Porque la discusión sí es útil, y también lo es la defensa de una problematización insistente
de los postulados. Y es que el psicoanálisis, del modo como ha sido conceptualizado,
defendido y practicado a través de toda una centuria debe ser remitido al penumbroso y
apartado rincón de las elucubraciones pseudocientíficas. A la vez, la psicología tendría que
precaverse a sí misma de discurrir por senderos tan borrascosos. Los argumentos que
respaldan estas radicales decisiones no son en absoluto escasos y se imponen por la fuerza
de su propia lógica. Veamos porqué.
Los investigadores inquietos que se han interesado por las características intelectuales que
resultan privativas de las pseudociencias no son pocos, y algunos entre ellos han buscado
suministrar una conceptualización que revista la mayor exactitud y rigor posibles. Puestas
en el centro de un interés muy amplio y plural, las definiciones son abundantes. Algunos
filósofos como Mario Bunge (1985) han ensayado una descripción sistémica de áreas muy
abiertas al debate, como en efecto son la pseudociencia y la ideología, proponiendo para la
primera la adopción de una decatupla, es decir, una definición compuesta y con cierta
exigencia de abstracción, que podría estimarse entre las más integrales de que se dispone.
La mencionada definición comprende entre sus componentes básicos a la comunidad más
restringida que cree en la pseudociencia en cuestión, a la sociedad que la alberga, el
dominio respectivo del discurso de la pseudociencia de que se trate, la filosofía (esto es, la
ontología, la gnoseología y el ethos) en que se apoya implícita o explícitamente, el fondo
formal (lógica) y el fondo específico (conocimientos), la problemática a la que pretende
responder, el fondo de conocimientos acumulados por la pseudociencia (si es que los
hubiere por supuesto, lo cual casi siempre es dudoso), los objetivos a los que sirve y el
método utilizado (Bunge, 1985).
Indudablemente, es más sencillo hablar de una pseudociencia que abocarse a definirla. Aun
así, algunos especialistas han intentado al menos detallar sus características de mayor
generalidad. Sampson (2001) revisó en fecha reciente los trabajos de varios autores y
ofreció una síntesis de sus puntos de vista sobre el particular. Basándonos en tales
opiniones, podemos decir que una pseudociencia, en términos globales, es algo que: 1)
Postula la acción de agentes causales que producen un efecto máximo independientemente
a la intensidad de la causa, 2) El efecto se sitúa muchas en los límites de la capacidad para
ser detectados por medios objetivos, 3) Albergan pretensiones de gran precisión, 4) Son
teorías fantásticas contrarias a la experiencia, 5) Las críticas que se les dirigen son
respondidas con excusas ad hoc, 6) La proporción de creyentes versus críticos tiende a
incrementarse exponencialmente, 7) Realizan mediciones subjetivas con propósitos de igual
clase, 8) No disponen de evidencia directa sobre el fenómeno estudiado o una
profundización de la información ya existente, 9) El fenómeno supuestamente predicho
permanece siempre resbaladizo, huidizo, inasible, 10) Acusan pobre investigación o
explicaciones alternativas y 11) Constituyen pretendidas revoluciones sin soporte u apoyo
alguno que provenga de la investigación externa (Sampson, 2001).

--- Lo que harás ---
1 - Copia de nuevo el texto sobre las pseudociencias desde "Indudablemente, es más" hasta "algo que: 1)", ambos incluidos, y cambia "especialistas" por "expertos".
2 - Indica si cada afirmación coincide con el texto sobre las pseudociencias. Responde sí o no y cita las palabras del texto que lo deciden.
(a) Bunge propuso para la pseudociencia la adopción de una decatupla.
(b) Es más sencillo definir una pseudociencia que hablar de ella.
(c) Sampson revisó los trabajos de un solo autor.
3 - Retoma el texto sobre las pseudociencias y continúalo a partir de su última oración.

--- Extractos de registros ---
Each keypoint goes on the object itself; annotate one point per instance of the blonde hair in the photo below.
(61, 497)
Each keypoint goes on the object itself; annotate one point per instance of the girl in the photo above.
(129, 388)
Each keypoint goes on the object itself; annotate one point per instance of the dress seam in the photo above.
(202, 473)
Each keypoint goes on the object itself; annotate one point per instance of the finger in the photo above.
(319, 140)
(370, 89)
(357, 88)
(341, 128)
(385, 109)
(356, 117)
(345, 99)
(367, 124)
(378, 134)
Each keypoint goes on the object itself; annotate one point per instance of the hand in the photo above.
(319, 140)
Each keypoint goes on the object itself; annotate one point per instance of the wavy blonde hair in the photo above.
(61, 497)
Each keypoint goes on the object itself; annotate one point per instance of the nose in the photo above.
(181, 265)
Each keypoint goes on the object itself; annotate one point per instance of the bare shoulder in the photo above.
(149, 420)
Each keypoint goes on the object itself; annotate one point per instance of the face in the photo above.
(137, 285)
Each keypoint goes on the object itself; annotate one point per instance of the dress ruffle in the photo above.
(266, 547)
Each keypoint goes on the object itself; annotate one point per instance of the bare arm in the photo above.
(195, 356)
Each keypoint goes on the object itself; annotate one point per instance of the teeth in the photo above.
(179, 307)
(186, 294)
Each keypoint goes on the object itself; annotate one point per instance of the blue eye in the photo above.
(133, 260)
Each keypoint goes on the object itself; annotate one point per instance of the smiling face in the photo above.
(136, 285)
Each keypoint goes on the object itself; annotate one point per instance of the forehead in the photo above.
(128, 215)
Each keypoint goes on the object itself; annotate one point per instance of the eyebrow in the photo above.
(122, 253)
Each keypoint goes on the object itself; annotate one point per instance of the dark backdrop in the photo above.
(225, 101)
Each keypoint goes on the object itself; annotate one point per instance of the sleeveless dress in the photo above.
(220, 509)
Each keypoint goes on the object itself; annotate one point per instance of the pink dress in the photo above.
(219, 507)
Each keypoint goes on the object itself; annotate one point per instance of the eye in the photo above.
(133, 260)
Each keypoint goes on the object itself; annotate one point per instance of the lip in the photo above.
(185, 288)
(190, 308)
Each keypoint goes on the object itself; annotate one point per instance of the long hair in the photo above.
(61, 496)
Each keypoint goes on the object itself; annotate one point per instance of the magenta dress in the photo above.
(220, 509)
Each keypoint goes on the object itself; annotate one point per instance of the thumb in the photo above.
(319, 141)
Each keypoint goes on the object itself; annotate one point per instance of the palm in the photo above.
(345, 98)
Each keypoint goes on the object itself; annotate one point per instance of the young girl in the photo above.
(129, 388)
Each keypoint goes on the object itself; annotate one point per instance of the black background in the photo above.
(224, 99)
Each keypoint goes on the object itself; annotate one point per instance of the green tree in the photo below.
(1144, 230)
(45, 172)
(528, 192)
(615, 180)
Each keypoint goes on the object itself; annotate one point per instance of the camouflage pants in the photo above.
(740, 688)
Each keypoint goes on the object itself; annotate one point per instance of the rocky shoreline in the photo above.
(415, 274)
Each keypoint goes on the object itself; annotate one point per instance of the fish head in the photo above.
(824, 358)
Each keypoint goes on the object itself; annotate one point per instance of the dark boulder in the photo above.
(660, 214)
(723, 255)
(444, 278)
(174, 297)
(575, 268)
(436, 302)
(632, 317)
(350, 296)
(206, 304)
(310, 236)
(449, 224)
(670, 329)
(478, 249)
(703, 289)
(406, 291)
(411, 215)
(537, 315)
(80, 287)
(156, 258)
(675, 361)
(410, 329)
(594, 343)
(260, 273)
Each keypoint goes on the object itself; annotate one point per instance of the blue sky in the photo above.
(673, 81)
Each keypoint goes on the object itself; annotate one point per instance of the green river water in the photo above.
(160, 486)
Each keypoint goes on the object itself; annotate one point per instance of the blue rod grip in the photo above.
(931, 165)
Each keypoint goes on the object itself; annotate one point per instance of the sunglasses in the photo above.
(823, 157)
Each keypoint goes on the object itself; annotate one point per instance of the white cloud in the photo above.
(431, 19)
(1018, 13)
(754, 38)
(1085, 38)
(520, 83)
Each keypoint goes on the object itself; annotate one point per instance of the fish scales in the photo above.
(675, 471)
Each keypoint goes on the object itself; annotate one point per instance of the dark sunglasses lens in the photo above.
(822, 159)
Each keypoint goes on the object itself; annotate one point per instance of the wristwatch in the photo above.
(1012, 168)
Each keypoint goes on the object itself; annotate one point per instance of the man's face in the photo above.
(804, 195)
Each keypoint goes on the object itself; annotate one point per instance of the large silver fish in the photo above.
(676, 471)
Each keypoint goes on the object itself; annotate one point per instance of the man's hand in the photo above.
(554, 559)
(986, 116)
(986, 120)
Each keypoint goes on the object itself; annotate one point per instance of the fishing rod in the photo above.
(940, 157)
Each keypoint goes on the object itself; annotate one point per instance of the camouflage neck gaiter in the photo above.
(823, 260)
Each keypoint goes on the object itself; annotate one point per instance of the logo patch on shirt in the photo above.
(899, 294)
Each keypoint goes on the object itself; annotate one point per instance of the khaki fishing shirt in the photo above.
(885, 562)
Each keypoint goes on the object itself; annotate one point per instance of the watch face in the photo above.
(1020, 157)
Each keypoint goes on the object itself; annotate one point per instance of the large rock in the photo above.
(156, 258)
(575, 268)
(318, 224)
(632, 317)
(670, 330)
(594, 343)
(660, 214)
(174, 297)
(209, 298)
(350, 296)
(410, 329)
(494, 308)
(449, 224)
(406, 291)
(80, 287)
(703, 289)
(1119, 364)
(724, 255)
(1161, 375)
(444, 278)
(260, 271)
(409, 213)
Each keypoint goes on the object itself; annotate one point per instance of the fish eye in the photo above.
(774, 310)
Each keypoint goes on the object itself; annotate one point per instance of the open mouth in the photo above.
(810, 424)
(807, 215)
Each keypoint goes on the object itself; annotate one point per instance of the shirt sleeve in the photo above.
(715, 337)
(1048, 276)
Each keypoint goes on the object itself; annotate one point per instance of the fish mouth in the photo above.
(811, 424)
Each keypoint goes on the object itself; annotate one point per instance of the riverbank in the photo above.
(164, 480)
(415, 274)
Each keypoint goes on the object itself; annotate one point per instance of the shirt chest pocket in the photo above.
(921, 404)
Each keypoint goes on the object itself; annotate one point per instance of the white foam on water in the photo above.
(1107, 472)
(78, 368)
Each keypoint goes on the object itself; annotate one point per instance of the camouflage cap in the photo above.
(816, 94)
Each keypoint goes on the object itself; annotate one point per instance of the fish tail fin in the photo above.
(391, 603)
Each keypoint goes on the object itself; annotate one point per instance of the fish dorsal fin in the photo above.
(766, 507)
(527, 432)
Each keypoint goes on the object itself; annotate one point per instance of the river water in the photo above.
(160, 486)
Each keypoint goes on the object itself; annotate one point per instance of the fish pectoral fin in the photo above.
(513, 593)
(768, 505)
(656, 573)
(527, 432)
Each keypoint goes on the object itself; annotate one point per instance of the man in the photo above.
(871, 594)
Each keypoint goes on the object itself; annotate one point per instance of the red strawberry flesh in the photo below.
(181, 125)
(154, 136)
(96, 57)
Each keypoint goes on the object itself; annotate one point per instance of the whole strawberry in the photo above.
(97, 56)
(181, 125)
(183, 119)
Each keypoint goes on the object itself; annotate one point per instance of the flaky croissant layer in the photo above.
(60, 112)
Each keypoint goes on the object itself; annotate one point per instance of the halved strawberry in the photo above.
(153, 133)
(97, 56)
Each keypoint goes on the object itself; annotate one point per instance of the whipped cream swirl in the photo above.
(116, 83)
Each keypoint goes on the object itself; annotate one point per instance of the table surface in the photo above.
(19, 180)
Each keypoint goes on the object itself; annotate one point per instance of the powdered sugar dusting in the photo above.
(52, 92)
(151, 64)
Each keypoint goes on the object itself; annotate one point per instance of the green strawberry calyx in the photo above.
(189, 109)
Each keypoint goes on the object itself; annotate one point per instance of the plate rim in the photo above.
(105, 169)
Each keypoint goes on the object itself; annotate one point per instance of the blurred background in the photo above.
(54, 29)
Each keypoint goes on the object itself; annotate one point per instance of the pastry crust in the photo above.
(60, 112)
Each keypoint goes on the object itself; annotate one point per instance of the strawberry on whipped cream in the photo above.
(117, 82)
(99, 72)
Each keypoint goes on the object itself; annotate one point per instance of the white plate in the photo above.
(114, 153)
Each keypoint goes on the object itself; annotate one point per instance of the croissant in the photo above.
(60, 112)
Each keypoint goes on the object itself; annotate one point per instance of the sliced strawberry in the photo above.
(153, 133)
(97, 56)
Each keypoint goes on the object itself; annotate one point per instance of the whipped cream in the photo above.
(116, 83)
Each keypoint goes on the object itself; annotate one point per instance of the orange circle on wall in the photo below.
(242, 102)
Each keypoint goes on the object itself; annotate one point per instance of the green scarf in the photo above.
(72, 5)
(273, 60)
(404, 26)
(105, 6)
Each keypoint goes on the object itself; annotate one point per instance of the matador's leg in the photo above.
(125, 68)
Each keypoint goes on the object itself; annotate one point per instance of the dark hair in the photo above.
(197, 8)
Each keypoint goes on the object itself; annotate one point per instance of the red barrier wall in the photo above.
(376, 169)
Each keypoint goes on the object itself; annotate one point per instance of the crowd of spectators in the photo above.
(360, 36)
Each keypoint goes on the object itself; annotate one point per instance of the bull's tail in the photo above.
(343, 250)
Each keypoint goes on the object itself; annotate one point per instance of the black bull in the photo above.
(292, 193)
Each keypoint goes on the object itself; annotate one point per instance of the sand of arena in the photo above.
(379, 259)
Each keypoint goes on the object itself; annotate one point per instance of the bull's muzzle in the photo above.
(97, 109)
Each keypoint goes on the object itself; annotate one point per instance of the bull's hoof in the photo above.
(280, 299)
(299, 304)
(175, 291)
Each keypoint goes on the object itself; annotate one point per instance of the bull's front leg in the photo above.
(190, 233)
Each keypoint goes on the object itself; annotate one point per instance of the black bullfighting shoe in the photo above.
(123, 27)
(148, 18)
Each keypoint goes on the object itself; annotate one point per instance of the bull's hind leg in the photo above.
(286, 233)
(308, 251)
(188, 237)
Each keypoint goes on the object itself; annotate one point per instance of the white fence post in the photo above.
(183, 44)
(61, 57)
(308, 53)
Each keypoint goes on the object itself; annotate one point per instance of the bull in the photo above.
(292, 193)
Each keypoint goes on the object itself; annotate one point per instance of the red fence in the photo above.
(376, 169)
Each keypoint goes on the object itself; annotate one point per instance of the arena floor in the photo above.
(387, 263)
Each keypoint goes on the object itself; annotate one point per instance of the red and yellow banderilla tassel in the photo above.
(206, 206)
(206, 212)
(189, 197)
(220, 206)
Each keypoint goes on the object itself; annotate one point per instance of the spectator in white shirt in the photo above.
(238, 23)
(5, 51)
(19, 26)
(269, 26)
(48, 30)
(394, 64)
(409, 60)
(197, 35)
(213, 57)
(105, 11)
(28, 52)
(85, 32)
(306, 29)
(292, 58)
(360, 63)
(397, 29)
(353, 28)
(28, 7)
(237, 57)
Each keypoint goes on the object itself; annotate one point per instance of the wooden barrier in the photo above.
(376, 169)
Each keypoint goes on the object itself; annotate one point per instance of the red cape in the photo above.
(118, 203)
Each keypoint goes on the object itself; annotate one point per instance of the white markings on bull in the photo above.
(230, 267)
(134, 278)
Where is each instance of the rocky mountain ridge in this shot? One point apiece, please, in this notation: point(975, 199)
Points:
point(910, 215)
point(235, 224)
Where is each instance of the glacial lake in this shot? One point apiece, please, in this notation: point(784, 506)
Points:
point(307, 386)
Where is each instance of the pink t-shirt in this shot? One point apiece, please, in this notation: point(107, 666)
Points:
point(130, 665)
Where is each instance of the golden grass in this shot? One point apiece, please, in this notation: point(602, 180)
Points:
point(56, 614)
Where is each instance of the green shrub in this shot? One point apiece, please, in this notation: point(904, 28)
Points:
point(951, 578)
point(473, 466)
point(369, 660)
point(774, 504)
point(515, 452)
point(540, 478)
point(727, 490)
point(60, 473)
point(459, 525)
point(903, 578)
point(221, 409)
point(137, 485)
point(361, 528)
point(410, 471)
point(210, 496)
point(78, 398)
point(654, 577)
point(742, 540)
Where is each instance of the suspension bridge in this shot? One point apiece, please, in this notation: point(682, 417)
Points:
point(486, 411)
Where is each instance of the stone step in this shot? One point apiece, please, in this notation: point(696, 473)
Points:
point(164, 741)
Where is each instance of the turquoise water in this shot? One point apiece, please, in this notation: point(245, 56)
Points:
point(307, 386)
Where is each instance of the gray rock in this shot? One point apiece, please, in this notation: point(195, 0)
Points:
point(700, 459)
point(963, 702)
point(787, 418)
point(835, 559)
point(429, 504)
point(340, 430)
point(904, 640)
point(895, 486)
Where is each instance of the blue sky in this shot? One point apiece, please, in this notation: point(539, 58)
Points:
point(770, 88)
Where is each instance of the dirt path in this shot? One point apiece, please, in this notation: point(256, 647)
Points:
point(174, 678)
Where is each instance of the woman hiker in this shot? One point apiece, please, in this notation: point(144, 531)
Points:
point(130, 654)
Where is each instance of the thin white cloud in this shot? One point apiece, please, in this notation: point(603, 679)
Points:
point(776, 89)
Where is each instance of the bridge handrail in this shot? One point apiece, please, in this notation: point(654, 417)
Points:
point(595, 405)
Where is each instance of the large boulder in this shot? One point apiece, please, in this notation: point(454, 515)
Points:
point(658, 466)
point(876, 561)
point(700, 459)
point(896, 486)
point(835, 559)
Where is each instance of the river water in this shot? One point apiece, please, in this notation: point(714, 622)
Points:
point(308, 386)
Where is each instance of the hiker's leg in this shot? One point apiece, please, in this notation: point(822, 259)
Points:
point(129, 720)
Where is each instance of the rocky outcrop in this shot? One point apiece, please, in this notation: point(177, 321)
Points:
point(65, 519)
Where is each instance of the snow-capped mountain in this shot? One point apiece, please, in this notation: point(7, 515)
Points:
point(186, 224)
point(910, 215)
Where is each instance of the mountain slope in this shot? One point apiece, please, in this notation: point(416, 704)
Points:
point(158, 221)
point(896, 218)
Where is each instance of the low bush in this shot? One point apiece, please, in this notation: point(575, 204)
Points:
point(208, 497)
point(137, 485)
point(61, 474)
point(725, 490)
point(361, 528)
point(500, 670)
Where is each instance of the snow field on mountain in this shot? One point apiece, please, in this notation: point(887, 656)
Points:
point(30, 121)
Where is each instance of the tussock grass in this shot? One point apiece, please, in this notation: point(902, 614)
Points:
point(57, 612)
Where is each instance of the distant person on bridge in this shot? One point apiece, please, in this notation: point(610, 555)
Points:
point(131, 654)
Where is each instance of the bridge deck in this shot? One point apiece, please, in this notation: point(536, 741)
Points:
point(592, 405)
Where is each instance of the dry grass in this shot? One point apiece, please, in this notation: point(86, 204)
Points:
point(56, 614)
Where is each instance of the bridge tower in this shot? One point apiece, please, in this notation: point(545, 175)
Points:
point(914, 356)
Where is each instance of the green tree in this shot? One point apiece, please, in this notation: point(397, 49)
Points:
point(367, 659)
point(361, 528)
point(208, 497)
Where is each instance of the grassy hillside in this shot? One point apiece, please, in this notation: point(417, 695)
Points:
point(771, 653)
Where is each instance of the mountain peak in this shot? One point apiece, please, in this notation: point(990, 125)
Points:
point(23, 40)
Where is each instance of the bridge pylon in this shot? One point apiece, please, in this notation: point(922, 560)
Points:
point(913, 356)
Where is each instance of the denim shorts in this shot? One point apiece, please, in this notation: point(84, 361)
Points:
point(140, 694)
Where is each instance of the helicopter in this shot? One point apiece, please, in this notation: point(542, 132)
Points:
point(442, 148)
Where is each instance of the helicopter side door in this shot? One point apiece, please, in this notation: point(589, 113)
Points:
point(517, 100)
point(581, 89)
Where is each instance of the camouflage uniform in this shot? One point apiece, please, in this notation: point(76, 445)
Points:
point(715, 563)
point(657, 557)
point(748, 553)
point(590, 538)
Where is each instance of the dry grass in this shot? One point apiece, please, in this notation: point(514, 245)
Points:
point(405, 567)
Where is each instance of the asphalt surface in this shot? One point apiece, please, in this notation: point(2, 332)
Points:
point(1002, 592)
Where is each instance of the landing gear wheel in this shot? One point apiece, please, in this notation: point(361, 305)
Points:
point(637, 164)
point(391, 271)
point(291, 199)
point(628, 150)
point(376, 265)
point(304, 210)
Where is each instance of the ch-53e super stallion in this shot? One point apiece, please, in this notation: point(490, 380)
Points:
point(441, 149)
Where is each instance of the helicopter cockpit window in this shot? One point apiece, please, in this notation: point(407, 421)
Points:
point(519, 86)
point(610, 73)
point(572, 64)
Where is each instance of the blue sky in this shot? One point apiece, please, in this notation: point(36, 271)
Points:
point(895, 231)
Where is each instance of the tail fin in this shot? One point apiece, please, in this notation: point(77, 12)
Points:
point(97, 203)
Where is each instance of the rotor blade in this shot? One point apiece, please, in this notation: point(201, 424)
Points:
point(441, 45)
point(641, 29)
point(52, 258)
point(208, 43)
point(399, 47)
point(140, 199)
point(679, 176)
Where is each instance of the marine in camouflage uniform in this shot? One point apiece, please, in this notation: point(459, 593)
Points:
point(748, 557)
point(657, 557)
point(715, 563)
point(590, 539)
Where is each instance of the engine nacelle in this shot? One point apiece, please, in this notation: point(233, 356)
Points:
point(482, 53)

--- Soluciones ---
1 -
Indudablemente, es más sencillo hablar de una pseudociencia que abocarse a definirla. Aun
así, algunos expertos han intentado al menos detallar sus características de mayor
generalidad. Sampson (2001) revisó en fecha reciente los trabajos de varios autores y
ofreció una síntesis de sus puntos de vista sobre el particular. Basándonos en tales
opiniones, podemos decir que una pseudociencia, en términos globales, es algo que: 1)

2 -
(a) Sí: «proponiendo para la primera la adopción de una decatupla».
(b) No: «es más sencillo hablar de una pseudociencia que abocarse a definirla».
(c) No: «revisó en fecha reciente los trabajos de varios autores».

3 -
Todos estos conceptos son muy relevantes también para los juicios que podamos abrir
sobre Sigmund Freud y su obra. Aunque esta no suele ser vista como un componente activo
del campo de lo paranormal, es evidente que el freudismo guarda ciertas semejanzas
importantes con este grupo de ideas. Algunas no pasan de lo puramente anecdótico y
pintoresco, como la pretensión del célebre doblador de cucharas Uri Geller de mantener
una relación de parentesco directa con el padre del psicoanálisis, de quien asegura haber
recibido en herencia unos supuestos poderes psíquicos extraordinarios que le fueron
transmitidos por la vía materna (Marks, 2000). Desde luego, no existe la menor evidencia
de ello. Incluso los adversarios más recalcitrantes de Freud nunca han incluido este hecho
en particular como parte del nutrido folclore que ha rodeado desde siempre al psicoanálisis.
Pero las suposiciones burdas y pueriles deben manejarse con la sobriedad necesaria. Las
afirmaciones de alguien con una credibilidad tan devaluada como Geller no deberían ser
utilizadas contra Freud mismo en una forma maliciosa, por muy distantes que puedan
hallarse de él nuestras propias impresiones y valoraciones. Además no sería necesario
hacerlo, puesto que las falencias inmersas en el armaje de la teoría psicoanalítica son
suficientes para desterrar del todo la apelación a cualquier argumento ad hominen. Esta
demostración palpable será la siguiente escala de nuestro viaje.
Las travesuras de orden metodológico y epistemológico que cometen a diario los émulos de
Freud no son pocas ni resultan del todo inofensivas. Tampoco se trata de pecadillos
venales. Son faltas graves que comprometen con mucha severidad el derecho de los
expedicionarios de lo intrapsíquico a permanecer dentro del perímetro que alberga a los
emprendimientos científicos. Démosle un examen más cercano a los más importantes entre
ellos:
Los psicoanalistas se han mostrado porfiadamente reticentes ante cualquier intento serio de
someter sus postulados al cedazo de la experimentación. Para ello han esgrimido
argumentos de diversa índole y calibre, siendo el más característico la supuesta
imposibilidad de los fenómenos por ellos abordados a responder a la comprobación y el
control estricto de variables. Las actitudes del propio Freud a este respecto son prototípicas
de su estilo, ya que en vida suya hubo quienes consideraron necesario someter la imaginería
psicoanalítica y sus conceptos a una rutina de comprobación más ajustada con el proceder
normal de la ciencia. Las respuestas de Freud, cuando no solapadas en una dudosa
condescendencia, fueron directamente despectivas a este propósito (Eysenck y Wilson,
1980). Por cierto que el método experimental no es el único utilizado por la psicología de
manera fructífera, pero los partidarios del psicoanálisis parecen adolecer de una
desmotivación similar hacia las demás estrategias de investigación de las ciencias del
comportamiento, poniendo en duda la efectividad de casi todas ellas. Con excepción, claro
está, del así llamado método clínico, que se halla concebido a la medida exacta para las
ambiciones de legitimación metodológica que esconden las cofradías del inconsciente.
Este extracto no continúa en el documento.